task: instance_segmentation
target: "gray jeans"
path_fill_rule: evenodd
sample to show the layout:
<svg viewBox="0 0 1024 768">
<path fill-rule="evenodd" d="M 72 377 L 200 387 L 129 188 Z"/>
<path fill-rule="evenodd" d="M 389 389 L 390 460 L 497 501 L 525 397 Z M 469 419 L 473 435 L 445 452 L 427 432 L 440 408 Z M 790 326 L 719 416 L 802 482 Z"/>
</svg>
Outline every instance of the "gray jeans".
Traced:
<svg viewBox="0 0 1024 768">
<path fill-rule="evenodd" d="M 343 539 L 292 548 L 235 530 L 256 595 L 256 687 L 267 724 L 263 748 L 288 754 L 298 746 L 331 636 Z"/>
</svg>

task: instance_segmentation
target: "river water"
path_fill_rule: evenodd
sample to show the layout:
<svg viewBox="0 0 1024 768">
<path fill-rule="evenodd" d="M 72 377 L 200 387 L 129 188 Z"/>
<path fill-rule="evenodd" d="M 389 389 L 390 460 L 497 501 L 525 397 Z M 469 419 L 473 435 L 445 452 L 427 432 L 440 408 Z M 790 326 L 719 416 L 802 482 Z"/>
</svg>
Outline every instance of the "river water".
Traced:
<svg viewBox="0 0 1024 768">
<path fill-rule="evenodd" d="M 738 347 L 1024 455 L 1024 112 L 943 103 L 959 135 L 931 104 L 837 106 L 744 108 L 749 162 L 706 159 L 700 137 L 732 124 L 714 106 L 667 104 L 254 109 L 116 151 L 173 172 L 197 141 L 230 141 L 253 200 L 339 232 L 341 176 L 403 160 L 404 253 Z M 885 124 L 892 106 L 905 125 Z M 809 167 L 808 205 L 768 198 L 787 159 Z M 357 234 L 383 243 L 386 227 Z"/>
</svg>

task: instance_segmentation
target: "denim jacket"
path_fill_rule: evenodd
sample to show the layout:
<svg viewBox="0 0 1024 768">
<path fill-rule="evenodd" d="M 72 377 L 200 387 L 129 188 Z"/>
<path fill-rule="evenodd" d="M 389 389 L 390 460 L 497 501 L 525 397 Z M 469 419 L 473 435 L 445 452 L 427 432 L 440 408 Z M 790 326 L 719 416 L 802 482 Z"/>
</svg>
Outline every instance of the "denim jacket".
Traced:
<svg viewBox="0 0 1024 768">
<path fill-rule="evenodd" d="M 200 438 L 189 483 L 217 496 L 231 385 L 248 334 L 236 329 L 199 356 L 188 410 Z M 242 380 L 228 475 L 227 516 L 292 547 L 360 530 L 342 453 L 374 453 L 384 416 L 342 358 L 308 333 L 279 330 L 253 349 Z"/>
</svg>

■ Task item:
Word for word, transcribe all of the records.

■ Solution to this problem:
task: instance_segmentation
target: "gray jeans"
path_fill_rule: evenodd
sample to show the layout:
<svg viewBox="0 0 1024 768">
<path fill-rule="evenodd" d="M 72 377 L 200 387 L 129 188 Z"/>
<path fill-rule="evenodd" d="M 389 389 L 390 460 L 497 501 L 525 397 Z M 469 419 L 473 435 L 445 452 L 427 432 L 440 408 Z M 790 326 L 719 416 L 802 482 Z"/>
</svg>
Outline every instance of the "gray jeans".
Traced:
<svg viewBox="0 0 1024 768">
<path fill-rule="evenodd" d="M 343 539 L 292 548 L 235 530 L 256 595 L 256 687 L 267 724 L 263 748 L 288 754 L 298 746 L 331 636 Z"/>
</svg>

task: instance_segmentation
target: "river water"
path_fill_rule: evenodd
sample to show the layout:
<svg viewBox="0 0 1024 768">
<path fill-rule="evenodd" d="M 72 377 L 200 387 L 129 188 Z"/>
<path fill-rule="evenodd" d="M 389 389 L 390 460 L 497 501 L 525 397 Z M 469 419 L 473 435 L 445 452 L 427 432 L 440 408 Z M 790 326 L 719 416 L 802 482 Z"/>
</svg>
Outline every instance of the "river water".
Traced:
<svg viewBox="0 0 1024 768">
<path fill-rule="evenodd" d="M 738 347 L 1024 455 L 1024 112 L 943 103 L 959 135 L 931 104 L 837 106 L 744 108 L 749 162 L 706 159 L 700 137 L 732 124 L 714 106 L 667 104 L 254 109 L 116 151 L 173 172 L 197 141 L 230 141 L 253 200 L 339 232 L 341 176 L 403 160 L 404 253 Z M 885 124 L 892 106 L 905 125 Z M 809 167 L 808 205 L 768 198 L 787 159 Z M 357 234 L 383 243 L 386 227 Z"/>
</svg>

task: instance_segmentation
target: "denim jacket"
path_fill_rule: evenodd
sample to show the layout:
<svg viewBox="0 0 1024 768">
<path fill-rule="evenodd" d="M 72 377 L 200 387 L 129 188 Z"/>
<path fill-rule="evenodd" d="M 389 389 L 390 460 L 497 501 L 525 397 Z M 469 419 L 473 435 L 445 452 L 427 432 L 440 408 Z M 790 326 L 719 416 L 802 482 Z"/>
</svg>
Outline every instance of the "denim jacket".
Traced:
<svg viewBox="0 0 1024 768">
<path fill-rule="evenodd" d="M 200 438 L 189 483 L 217 496 L 231 385 L 248 334 L 236 329 L 199 356 L 188 410 Z M 242 380 L 228 475 L 227 516 L 292 547 L 360 530 L 342 453 L 374 453 L 384 416 L 342 358 L 308 333 L 279 330 L 253 349 Z"/>
</svg>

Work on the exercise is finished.